* APPLY WHAT YOU READ *
1. According to the letter to employees, how long did its writer live in the 300 square foot studio apartment?
2. In the letter to employees, reproduce word for word the text from "First, while it" up to and including "eventually employ you.".

* PASSAGE SHOWN *

Taxation and redistribution of wealth is not the road to pursue because it is unhealthy for any country, its people and its economy.



Read on.





To All My Valued Employees,

There have been some rumblings around the office about the future of this company, and more specifically, your job. As you know, the economy has changed for the worse and presents many challenges. However, the good news is this: The economy doesn't pose a threat to your job. What does threaten your job however, is the changing political landscape in this country.

However, let me tell you some little tidbits of fact which might help you decide what is in your best interests.

First, while it is easy to spew rhetoric that casts employers against employees, you have to understand that for every business owner there is a Back Story. This back story is often neglected and overshadowed by what you see and hear. Sure, you see me park my Mercedes outside. You've seen my big home at last years Christmas party. I'm sure; all these flashy icons of luxury conjure up some idealized thoughts about my life.

However, what you don't see is the BACK STORY:

I started this company 28 years ago. At that time, I lived in a 300 square foot studio apartment for 3 years. My entire living apartment was converted into an office so I could put forth 100% effort into building a company, which by the way, would eventually employ you.

My diet consisted of Ramen Pride noodles because every dollar I spent went back into this company. I drove a rusty Toyota Corolla with a defective transmission. I didn't have time to date. Often times, I stayed home on weekends, while my friends went out drinking and partying. In fact, I was married to my business -- hard work, discipline, and sacrifice.

Meanwhile, my friends got jobs. They worked 40 hours a week and made a modest $50K a year and spent every dime they earned. They drove flashy cars and lived in expensive homes and wore fancy designer clothes. Instead of hitting the Nordstrom's for the latest hot fashion item, I was trolling through the discount store extracting any clothing item that didn't look like it was birthed in the 70's. My friends refinanced their mortgages and lived a life of luxury. I, however, did not. I put my time, my money, and my life into a business with a vision that eventually, some day, I too, will be able to afford these luxuries my friends supposedly had.

So, while you physically arrive at the office at 9am, mentally check in at about noon, and then leave at 5pm, I don't. There is no "off" button for me. When you leave the office, you are done and you have a weekend all to yourself. I unfortunately do not have the freedom. I eat, and breathe this company every minute of the day. There is no rest. There is no weekend. There is no happy hour. Every day this business is attached to my hip like a 1 year old special-needs child. You, of course, only see the fruits of that garden -- the nice house, the Mercedes, the vacations... you never realize the Back Story and the sacrifices I've made.

Now, the economy is falling apart and I, the guy that made all the right decisions and saved his money, have to bail-out all the people who didn't. The people that overspent their paychecks suddenly feel entitled to the same luxuries that I earned and sacrificed a decade of my life for.

Yes, business ownership has is benefits but the price I've paid is steep and not without wounds.

* EXTRACTED INFORMATION *

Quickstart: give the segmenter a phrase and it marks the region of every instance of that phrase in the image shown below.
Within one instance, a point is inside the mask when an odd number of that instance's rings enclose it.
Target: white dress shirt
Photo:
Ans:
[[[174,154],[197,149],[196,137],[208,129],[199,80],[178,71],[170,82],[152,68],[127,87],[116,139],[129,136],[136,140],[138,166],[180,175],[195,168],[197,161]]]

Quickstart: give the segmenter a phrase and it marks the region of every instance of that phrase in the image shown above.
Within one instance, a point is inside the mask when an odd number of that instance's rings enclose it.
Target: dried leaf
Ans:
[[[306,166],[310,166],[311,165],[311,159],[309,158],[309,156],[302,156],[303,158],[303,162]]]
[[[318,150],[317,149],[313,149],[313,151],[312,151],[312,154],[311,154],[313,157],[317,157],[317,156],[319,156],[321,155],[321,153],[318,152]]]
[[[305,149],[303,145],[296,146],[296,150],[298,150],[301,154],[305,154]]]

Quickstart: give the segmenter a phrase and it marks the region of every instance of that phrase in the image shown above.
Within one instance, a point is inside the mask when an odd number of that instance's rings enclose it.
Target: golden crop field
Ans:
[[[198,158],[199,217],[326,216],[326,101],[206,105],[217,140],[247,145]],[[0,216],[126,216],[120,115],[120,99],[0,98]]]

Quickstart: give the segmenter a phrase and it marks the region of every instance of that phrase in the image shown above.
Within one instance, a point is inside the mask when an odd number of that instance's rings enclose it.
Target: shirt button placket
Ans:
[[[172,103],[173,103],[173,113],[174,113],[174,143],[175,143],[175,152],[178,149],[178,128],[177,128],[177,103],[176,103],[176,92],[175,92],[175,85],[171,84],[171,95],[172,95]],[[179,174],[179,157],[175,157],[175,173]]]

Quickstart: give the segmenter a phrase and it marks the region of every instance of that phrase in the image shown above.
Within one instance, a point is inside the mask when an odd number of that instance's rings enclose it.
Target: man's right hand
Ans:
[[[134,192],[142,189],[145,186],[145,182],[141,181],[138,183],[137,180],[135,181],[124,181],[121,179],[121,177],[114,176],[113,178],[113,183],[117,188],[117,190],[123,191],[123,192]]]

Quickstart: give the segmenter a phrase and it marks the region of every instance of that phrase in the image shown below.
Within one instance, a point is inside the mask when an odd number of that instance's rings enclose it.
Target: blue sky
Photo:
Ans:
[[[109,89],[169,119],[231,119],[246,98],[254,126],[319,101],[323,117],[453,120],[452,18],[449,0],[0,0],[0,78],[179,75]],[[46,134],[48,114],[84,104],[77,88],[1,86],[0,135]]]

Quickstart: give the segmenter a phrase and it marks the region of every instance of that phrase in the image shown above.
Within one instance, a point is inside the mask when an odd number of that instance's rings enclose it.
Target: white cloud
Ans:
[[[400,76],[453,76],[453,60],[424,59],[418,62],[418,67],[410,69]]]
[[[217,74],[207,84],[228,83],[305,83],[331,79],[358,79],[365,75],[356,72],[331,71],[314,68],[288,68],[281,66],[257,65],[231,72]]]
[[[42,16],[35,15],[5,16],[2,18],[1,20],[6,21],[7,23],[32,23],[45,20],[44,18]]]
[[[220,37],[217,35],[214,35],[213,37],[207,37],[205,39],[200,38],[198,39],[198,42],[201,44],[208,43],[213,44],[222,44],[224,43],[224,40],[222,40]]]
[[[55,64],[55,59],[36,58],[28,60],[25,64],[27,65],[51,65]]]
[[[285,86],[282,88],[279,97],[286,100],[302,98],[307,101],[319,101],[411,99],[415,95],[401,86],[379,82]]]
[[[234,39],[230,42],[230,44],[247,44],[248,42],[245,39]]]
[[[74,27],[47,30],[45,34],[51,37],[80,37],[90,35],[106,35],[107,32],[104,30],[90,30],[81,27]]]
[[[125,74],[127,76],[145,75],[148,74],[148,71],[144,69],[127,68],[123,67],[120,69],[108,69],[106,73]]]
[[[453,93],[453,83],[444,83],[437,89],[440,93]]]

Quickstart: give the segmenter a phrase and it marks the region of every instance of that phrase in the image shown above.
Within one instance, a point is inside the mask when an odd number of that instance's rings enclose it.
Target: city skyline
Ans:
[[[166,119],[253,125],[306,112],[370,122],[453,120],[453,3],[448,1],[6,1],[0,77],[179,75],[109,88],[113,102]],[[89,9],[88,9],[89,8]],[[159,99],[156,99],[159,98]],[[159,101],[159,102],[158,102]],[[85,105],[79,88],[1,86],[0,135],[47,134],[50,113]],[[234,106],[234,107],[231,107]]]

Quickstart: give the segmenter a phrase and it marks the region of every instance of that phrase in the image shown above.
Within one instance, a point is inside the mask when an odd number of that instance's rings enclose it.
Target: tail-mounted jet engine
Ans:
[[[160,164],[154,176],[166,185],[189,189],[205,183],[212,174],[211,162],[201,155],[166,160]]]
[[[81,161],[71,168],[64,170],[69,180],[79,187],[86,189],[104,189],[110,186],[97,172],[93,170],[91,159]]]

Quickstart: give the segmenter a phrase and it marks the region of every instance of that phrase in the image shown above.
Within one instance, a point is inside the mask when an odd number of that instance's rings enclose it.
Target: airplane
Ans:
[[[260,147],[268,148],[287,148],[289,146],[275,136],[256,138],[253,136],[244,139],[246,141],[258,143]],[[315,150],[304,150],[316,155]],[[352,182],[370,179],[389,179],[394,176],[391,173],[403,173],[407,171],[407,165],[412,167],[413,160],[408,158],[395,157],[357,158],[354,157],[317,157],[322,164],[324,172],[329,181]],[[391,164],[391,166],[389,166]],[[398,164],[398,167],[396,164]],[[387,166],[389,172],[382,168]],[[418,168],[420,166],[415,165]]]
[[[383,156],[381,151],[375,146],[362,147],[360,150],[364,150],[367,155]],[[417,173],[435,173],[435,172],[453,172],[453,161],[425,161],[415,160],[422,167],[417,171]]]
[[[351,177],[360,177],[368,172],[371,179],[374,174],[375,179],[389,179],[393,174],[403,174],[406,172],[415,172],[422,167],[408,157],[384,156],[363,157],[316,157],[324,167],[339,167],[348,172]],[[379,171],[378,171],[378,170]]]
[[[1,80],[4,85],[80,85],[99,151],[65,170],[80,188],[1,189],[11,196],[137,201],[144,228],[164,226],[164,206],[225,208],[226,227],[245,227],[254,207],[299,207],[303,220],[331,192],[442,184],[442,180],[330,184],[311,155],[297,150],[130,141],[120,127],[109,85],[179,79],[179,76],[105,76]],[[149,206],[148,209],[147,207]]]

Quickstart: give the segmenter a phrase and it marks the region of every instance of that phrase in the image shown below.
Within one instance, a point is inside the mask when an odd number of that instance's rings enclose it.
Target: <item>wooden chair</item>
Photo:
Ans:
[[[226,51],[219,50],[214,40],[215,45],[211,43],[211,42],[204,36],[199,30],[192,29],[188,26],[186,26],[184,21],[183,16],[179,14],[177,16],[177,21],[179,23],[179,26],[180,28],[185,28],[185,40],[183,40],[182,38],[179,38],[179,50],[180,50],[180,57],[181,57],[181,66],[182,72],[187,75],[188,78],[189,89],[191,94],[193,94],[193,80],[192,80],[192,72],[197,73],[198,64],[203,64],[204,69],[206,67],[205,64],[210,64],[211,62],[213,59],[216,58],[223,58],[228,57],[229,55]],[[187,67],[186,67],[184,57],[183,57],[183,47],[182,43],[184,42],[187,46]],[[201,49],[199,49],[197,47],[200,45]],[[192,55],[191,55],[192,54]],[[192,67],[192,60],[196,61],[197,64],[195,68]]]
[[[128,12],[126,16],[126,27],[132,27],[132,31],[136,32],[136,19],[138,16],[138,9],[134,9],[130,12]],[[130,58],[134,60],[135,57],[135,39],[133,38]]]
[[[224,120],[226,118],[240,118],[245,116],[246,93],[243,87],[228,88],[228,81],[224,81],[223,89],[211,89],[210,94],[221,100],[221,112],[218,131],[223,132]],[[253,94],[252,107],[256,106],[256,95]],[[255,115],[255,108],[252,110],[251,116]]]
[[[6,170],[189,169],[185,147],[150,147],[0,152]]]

* ANSWERS TO THE TASKS *
1. 3 years.

2.
First, while it is easy to spew rhetoric that casts employers against employees, you have to understand that for every business owner there is a Back Story. This back story is often neglected and overshadowed by what you see and hear. Sure, you see me park my Mercedes outside. You've seen my big home at last years Christmas party. I'm sure; all these flashy icons of luxury conjure up some idealized thoughts about my life.

However, what you don't see is the BACK STORY:

I started this company 28 years ago. At that time, I lived in a 300 square foot studio apartment for 3 years. My entire living apartment was converted into an office so I could put forth 100% effort into building a company, which by the way, would eventually employ you.